===== MATERIALS PROVIDED
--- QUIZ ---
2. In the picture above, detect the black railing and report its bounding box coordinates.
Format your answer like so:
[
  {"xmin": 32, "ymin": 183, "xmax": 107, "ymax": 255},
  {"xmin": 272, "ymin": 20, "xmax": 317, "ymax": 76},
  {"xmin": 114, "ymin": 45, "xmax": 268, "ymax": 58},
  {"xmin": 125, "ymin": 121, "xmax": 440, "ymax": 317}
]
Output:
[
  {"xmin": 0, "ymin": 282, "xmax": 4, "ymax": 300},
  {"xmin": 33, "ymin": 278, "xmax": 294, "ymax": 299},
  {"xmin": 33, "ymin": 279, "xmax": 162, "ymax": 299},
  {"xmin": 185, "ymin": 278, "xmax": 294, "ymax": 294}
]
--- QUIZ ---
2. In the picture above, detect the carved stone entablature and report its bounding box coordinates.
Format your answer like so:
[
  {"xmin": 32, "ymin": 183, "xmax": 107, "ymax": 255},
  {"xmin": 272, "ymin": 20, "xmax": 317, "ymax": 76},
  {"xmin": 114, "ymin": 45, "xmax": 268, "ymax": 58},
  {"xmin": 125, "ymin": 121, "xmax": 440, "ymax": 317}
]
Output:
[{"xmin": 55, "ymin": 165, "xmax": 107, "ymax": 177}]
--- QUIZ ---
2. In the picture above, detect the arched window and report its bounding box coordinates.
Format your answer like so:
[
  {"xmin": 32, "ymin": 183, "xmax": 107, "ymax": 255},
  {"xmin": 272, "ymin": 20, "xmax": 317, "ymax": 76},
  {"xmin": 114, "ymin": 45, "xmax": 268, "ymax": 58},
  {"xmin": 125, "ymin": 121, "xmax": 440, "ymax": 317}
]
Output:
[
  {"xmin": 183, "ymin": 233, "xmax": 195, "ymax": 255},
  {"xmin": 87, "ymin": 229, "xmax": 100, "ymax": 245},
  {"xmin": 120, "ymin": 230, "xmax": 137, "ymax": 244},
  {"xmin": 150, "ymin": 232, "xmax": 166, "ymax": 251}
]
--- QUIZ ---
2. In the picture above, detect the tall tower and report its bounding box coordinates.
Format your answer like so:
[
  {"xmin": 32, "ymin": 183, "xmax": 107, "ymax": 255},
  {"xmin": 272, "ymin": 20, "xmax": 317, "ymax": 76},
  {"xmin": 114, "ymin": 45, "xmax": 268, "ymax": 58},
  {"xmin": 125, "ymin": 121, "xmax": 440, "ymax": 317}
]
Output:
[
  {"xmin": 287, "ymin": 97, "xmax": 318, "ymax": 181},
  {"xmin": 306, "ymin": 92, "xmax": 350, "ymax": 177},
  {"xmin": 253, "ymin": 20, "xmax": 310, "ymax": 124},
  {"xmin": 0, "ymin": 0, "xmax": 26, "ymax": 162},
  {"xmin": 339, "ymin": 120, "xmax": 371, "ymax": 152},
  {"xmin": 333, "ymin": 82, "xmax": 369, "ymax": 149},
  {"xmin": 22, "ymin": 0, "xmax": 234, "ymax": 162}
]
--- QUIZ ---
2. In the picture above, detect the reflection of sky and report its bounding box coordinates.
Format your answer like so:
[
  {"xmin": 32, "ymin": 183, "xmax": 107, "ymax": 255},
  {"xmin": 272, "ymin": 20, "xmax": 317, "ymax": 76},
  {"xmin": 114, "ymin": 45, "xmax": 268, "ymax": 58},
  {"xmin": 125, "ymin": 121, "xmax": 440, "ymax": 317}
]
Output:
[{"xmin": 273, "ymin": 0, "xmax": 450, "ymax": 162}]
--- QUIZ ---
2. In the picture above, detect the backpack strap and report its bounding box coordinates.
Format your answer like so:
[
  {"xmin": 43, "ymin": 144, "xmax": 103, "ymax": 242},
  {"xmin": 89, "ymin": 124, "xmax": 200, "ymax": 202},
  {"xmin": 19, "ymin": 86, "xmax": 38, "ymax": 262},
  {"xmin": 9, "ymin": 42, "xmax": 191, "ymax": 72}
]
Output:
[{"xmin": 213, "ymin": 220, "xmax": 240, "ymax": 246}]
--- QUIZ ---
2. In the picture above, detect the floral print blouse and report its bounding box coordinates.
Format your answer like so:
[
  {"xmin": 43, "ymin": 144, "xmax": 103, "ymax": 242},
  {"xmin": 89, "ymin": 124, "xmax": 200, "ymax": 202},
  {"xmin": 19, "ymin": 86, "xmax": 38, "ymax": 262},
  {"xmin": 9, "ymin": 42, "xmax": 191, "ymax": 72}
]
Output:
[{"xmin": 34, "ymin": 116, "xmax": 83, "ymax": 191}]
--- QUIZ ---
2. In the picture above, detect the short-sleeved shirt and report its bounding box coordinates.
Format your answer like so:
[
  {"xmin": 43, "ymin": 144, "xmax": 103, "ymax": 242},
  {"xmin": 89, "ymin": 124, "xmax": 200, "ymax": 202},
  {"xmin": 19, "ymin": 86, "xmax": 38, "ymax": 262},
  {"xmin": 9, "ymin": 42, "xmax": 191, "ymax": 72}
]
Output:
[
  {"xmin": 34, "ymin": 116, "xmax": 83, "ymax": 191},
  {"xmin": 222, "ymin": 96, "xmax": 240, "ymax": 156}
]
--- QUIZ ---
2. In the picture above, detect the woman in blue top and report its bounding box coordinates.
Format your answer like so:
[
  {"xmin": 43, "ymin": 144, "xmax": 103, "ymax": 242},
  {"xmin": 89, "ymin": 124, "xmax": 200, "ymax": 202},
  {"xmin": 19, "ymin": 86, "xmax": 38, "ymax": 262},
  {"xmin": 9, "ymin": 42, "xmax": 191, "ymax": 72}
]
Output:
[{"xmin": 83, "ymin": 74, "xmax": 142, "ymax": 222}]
==========
===== MATERIALS PROVIDED
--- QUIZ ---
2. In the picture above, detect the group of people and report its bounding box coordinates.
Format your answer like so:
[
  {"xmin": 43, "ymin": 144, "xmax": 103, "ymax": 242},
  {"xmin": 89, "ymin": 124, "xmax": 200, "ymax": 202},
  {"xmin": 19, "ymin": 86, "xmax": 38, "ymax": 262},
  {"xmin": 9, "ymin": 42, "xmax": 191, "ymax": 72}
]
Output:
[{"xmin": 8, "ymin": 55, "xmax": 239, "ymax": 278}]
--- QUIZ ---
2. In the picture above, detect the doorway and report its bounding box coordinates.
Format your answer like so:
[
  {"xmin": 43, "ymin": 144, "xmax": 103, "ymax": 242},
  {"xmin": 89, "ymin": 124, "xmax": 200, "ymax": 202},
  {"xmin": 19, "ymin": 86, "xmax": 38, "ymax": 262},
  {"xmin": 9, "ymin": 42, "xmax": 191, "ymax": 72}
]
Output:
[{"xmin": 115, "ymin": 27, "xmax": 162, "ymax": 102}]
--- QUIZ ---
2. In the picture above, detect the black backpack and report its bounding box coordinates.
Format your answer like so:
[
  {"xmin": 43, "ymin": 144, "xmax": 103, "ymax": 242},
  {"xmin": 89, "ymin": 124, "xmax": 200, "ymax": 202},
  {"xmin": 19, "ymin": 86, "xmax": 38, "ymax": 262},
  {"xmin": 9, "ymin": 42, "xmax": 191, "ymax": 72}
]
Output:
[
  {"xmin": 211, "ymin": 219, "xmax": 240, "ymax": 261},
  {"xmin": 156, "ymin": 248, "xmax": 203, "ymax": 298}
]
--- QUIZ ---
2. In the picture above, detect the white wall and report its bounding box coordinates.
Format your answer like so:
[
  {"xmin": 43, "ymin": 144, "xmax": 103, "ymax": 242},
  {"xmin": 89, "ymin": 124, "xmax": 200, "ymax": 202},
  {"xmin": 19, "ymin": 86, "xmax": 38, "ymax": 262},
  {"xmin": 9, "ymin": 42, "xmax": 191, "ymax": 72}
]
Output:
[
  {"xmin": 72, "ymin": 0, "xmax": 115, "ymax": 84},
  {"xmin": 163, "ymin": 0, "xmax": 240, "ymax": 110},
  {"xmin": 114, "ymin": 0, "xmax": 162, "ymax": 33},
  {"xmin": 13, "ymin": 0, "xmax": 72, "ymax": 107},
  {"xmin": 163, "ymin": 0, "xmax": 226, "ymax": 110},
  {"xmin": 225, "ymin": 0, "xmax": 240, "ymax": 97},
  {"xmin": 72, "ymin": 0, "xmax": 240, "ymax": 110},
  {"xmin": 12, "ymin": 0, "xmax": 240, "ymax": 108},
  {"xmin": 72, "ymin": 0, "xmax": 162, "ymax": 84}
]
==========
**TRY IT**: Scan the entries for lines holding the string "backpack", then copy every one of them.

**ANSWER TO THIS EXERCISE**:
2. In the picture above, detect the backpack strap and report its bounding box coordinates.
2. In the picture above, detect the black backpack and report its bounding box coordinates.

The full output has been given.